| What you will do |
Only the lines from the one containing "Objective — one point per instance of the rear bumper" to the end of the records belong in the output; print them exactly.

| Working data |

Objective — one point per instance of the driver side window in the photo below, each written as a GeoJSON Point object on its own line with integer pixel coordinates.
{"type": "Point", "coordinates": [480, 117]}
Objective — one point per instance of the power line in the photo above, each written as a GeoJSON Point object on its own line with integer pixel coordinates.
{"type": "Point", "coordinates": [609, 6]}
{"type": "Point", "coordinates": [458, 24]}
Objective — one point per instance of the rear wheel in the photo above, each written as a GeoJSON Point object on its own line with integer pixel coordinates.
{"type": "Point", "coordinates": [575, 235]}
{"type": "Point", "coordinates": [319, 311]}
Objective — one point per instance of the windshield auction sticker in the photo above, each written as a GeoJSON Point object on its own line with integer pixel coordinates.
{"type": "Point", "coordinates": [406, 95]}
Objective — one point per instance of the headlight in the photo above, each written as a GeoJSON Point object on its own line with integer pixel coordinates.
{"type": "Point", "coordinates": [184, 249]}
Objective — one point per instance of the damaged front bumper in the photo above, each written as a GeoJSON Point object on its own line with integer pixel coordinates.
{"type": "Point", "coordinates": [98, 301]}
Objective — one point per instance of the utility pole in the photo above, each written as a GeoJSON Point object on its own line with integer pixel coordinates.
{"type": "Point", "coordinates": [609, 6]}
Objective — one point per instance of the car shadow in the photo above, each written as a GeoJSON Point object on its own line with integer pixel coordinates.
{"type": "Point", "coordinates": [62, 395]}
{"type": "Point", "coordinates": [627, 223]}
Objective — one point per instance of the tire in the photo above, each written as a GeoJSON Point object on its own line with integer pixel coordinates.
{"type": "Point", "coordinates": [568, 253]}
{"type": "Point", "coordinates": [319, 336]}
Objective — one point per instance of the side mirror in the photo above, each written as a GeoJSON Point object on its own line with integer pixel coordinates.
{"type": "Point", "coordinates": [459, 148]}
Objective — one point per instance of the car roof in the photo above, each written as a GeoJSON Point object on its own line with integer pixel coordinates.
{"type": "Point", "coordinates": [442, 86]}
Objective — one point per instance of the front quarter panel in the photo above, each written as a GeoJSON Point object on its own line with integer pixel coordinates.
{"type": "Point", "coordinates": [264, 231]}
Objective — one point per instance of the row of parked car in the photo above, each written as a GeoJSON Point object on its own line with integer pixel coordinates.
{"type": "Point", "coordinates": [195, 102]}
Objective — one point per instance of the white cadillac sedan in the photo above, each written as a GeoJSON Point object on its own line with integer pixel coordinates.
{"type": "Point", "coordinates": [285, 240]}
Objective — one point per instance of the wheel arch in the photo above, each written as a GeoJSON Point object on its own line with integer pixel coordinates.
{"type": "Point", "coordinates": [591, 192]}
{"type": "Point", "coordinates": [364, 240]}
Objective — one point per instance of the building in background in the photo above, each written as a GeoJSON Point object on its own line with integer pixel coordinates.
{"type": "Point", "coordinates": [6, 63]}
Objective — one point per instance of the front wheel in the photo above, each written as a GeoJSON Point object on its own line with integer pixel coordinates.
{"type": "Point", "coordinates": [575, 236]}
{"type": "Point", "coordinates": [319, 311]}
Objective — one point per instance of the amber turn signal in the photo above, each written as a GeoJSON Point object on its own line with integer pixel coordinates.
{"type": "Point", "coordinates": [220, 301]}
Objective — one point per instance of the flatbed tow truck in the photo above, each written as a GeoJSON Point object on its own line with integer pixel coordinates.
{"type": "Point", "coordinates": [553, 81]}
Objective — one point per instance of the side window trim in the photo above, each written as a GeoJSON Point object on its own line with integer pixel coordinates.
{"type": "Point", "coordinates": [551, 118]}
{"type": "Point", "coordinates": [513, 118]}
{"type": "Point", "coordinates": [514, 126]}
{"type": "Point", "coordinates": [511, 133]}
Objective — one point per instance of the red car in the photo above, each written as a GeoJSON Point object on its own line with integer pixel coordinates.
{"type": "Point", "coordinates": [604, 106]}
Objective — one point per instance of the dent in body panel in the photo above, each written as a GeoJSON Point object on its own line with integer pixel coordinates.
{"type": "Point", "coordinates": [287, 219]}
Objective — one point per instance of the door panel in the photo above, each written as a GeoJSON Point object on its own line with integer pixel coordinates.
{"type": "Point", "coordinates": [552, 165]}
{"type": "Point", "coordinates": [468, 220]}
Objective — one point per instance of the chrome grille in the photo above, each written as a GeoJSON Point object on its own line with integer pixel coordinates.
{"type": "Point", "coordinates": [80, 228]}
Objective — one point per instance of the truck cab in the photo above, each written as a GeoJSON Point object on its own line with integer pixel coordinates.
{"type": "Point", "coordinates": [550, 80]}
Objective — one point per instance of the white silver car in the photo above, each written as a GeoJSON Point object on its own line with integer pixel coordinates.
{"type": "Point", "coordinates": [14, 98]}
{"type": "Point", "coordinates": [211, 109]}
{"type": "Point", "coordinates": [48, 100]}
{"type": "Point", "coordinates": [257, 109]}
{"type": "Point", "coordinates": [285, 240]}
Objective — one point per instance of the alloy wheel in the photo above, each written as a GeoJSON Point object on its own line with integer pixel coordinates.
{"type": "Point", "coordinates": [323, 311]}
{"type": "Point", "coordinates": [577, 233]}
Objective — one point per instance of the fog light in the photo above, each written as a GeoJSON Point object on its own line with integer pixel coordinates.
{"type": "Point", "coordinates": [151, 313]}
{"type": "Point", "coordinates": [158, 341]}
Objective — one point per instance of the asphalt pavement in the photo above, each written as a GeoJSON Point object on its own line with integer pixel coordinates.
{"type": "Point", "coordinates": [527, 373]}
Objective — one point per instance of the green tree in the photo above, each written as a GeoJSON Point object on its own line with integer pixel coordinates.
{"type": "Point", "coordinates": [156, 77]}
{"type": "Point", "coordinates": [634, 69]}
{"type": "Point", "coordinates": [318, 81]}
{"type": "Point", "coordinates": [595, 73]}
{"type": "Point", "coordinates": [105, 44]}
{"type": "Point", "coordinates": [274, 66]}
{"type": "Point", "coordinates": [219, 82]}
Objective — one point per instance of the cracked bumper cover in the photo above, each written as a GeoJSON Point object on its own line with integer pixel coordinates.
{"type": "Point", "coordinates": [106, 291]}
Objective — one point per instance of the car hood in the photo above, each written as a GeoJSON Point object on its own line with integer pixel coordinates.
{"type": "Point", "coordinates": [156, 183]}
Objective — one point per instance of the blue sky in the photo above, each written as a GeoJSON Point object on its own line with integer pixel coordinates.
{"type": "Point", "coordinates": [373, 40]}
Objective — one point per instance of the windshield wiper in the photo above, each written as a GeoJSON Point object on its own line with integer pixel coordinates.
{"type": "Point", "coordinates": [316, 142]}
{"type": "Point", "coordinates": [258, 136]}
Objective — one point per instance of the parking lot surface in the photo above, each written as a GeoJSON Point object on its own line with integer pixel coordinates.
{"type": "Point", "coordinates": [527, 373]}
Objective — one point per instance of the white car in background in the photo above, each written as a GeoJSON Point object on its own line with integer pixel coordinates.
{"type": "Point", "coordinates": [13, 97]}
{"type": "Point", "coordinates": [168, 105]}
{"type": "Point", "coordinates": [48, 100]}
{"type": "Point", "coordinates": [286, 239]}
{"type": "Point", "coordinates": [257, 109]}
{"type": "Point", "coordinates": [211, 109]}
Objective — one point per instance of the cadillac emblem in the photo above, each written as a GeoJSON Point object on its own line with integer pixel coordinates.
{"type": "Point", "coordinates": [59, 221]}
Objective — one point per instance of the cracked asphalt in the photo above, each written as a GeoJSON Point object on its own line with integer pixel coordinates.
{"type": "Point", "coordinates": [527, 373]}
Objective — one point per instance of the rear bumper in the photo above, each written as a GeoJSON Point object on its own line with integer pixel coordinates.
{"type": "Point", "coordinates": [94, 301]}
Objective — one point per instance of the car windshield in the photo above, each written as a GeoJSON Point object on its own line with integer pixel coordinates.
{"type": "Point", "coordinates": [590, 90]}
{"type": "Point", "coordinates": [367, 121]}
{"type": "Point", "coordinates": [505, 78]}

| Reply |
Objective — one point per instance of the rear bumper in the photo above, each written as a GeoJSON Point object on its own line with integer pixel coordinates.
{"type": "Point", "coordinates": [94, 301]}
Objective — one point per instance of the car windshield in the photo above, each written as a GeoJSON Point object on its own line with integer pixel coordinates.
{"type": "Point", "coordinates": [590, 90]}
{"type": "Point", "coordinates": [367, 121]}
{"type": "Point", "coordinates": [505, 78]}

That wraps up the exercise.